**Exercise:** Report every line of the rows below that contains the string "rough". Treat uppercase and lowercase as different.
= = = = =
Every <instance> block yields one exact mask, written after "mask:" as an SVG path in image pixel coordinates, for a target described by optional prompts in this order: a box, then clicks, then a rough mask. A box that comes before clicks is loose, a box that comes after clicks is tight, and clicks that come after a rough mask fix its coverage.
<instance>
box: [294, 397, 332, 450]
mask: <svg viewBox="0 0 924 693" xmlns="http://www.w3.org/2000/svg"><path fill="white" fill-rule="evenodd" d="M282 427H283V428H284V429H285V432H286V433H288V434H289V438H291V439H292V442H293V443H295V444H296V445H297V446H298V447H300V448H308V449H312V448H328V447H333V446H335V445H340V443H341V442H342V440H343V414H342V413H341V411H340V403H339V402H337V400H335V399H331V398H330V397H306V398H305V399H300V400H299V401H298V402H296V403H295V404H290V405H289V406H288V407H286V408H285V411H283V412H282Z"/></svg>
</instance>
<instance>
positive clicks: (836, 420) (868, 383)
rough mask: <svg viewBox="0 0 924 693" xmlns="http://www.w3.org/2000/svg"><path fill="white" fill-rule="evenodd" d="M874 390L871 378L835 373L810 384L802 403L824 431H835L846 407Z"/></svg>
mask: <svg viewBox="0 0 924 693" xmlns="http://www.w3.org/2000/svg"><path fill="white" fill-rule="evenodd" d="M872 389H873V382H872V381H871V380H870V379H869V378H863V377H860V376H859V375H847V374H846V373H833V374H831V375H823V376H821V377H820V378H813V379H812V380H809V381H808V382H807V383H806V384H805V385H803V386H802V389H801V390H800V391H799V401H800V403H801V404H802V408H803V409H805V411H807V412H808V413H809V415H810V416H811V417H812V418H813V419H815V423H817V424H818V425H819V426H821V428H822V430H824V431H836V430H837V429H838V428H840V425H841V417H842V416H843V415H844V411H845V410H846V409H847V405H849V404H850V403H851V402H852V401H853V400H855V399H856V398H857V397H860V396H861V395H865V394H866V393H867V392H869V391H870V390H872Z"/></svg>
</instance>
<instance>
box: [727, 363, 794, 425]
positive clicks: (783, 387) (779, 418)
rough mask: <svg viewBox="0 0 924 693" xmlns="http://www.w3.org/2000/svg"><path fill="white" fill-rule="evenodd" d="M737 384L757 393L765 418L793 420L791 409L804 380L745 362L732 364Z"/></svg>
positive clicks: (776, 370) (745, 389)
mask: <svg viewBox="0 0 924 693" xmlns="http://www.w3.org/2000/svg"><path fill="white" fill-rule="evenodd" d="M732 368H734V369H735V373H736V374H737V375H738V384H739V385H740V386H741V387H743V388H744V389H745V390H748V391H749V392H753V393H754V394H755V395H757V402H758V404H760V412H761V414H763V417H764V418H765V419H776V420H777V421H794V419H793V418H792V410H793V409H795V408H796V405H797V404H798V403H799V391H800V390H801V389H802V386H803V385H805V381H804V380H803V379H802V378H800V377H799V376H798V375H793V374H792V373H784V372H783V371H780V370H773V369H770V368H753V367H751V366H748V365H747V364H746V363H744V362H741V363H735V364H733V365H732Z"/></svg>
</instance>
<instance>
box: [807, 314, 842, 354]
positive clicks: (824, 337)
= = = = =
**Task output:**
Every <instance> block yields one exact mask, written after "mask:" as an SVG path in image pixel coordinates, for a target described by optional prompts in this order: a box, then clicks, then a rough mask. A box that comes before clicks is loose, a box that comes after clicks is tight, and clicks that come after a rough mask fix its coverage.
rough mask: <svg viewBox="0 0 924 693" xmlns="http://www.w3.org/2000/svg"><path fill="white" fill-rule="evenodd" d="M874 390L871 378L835 373L810 384L802 403L824 431H835L846 407Z"/></svg>
rough mask: <svg viewBox="0 0 924 693" xmlns="http://www.w3.org/2000/svg"><path fill="white" fill-rule="evenodd" d="M737 384L757 393L765 418L793 420L791 409L804 380L745 362L732 364Z"/></svg>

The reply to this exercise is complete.